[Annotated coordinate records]

+---+

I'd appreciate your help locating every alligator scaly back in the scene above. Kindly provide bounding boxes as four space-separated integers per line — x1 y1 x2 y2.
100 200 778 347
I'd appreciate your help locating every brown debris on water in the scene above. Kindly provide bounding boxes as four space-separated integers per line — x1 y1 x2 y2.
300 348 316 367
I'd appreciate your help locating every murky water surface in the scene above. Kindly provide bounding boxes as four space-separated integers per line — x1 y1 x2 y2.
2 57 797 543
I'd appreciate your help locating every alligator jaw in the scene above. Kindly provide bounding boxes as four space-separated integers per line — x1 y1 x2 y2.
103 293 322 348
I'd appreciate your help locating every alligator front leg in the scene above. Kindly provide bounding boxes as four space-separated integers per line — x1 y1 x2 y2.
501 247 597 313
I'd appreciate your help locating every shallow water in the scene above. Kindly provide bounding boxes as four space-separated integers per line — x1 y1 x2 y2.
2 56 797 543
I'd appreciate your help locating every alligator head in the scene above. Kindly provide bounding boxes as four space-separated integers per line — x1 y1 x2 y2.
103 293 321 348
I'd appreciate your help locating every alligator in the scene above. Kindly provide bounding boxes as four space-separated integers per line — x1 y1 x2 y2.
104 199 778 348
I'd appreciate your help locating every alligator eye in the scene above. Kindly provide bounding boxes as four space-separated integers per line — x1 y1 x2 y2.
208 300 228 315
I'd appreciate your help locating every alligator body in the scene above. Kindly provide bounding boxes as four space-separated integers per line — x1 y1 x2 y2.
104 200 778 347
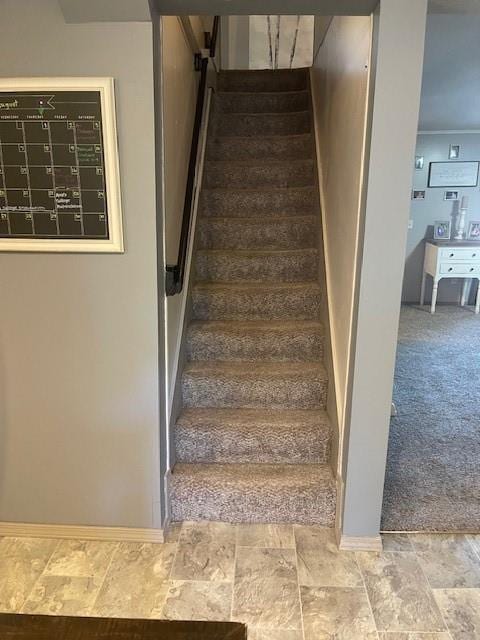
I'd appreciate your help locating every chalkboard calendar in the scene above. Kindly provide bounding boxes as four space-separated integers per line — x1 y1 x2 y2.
0 78 123 252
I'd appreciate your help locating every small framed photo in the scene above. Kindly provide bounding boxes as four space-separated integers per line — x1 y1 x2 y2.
448 144 460 160
415 156 425 171
467 220 480 240
412 190 425 200
433 220 452 240
443 191 458 200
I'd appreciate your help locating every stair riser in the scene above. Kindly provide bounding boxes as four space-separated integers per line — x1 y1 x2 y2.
214 111 311 136
187 326 324 362
207 135 313 160
198 216 317 250
182 372 327 409
170 476 335 527
175 424 330 464
196 250 318 282
215 91 309 113
193 287 320 320
200 187 318 218
217 69 307 92
203 160 313 189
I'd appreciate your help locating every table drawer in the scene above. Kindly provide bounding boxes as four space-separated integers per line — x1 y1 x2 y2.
440 247 480 262
440 262 480 277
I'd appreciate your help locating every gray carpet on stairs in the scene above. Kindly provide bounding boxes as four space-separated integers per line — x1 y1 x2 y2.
169 70 336 526
382 306 480 532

+---+

- Aim: Copy out everything from the line containing "I'd appreciate your help locating every small" down to the last line of the annotated coordinate records, keeping each line identical.

- Answer to this task:
I'd appreciate your help locating every small framed photo in the scene above. Kindly provide bounding boxes as four space-separated integers per line — x1 y1 x2 y2.
448 144 460 160
415 156 425 171
467 220 480 240
412 190 425 200
433 220 452 240
443 191 458 200
I'd appreciate your help locating every stair riser in the scene above. Kindly provide bounding boxes as four space-separated integers per line — x1 y1 x2 y2.
214 111 311 136
187 326 324 362
207 135 313 160
198 216 317 250
182 372 327 409
170 476 335 527
175 424 330 464
196 250 318 282
215 91 309 113
193 287 320 320
200 187 318 218
217 69 307 92
203 160 313 189
I'd appreciate your help locating every table drawer in the scene above. Kindly provide bounding boxes as four space-separated integers per line — x1 y1 x2 y2.
440 247 480 262
440 262 480 277
I'd appreciate your help locating every gray carpet on stairs in the scene above. Kindly provide bounding boxes as four space-separated integers per line — x1 y1 x2 y2.
169 70 336 526
382 306 480 532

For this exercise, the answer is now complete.